Given problem: Find each line in the rows below that contains the word "shelf" and copy it out. Letter case must match.
═══ Supplied information
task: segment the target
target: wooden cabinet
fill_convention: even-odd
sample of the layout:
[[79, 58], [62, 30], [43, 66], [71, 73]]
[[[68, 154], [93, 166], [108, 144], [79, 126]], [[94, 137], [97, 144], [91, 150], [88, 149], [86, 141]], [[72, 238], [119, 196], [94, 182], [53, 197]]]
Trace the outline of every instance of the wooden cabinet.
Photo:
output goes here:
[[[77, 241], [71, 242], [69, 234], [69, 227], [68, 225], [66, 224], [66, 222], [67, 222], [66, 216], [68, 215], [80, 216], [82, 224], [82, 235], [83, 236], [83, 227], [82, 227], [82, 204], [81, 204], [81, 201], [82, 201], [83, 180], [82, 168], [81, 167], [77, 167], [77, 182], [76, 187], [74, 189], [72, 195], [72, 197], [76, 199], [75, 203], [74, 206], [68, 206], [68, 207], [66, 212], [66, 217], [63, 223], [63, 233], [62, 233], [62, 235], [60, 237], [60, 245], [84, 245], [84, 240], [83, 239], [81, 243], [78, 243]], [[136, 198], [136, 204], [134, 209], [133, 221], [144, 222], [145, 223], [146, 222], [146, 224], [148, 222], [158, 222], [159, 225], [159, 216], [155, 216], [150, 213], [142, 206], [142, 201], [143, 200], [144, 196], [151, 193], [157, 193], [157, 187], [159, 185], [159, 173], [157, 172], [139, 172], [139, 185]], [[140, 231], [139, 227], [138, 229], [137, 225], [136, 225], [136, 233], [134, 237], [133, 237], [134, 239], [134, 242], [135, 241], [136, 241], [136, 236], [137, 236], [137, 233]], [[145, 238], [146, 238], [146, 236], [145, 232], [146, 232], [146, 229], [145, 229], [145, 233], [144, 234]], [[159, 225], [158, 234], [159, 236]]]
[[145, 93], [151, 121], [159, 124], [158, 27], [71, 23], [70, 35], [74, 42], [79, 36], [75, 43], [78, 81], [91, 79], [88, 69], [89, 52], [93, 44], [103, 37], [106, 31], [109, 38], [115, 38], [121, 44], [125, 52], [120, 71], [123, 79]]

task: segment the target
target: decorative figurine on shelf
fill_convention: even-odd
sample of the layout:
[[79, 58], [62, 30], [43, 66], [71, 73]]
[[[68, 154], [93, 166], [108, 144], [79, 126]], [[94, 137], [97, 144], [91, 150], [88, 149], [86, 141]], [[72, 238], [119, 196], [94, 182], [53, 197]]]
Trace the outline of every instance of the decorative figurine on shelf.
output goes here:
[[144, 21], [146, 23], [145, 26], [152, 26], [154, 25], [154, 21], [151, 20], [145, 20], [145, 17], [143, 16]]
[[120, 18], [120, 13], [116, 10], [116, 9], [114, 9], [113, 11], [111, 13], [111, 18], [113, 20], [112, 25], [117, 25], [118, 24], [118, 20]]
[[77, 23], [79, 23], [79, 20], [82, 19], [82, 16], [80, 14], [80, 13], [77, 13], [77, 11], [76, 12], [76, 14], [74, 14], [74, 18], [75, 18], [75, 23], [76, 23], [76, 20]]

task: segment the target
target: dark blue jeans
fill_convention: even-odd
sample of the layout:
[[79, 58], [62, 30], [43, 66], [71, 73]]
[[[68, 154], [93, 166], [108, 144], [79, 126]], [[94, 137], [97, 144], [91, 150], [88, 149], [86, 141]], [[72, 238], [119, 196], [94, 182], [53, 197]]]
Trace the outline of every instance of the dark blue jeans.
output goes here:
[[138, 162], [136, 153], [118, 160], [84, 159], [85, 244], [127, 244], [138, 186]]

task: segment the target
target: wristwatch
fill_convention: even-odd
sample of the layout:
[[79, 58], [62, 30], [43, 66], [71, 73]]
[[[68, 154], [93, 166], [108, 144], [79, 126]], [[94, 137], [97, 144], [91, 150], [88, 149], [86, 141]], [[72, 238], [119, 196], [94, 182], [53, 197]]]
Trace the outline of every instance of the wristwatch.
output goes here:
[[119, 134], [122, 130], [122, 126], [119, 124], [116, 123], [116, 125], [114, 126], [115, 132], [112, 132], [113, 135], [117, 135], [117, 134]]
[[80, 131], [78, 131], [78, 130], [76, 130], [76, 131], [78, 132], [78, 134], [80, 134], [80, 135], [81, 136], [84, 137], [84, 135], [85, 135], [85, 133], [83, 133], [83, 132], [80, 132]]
══════
Result of this task:
target: decorative figurine on shelf
Trace the outline of every instance of the decorative figurine on shelf.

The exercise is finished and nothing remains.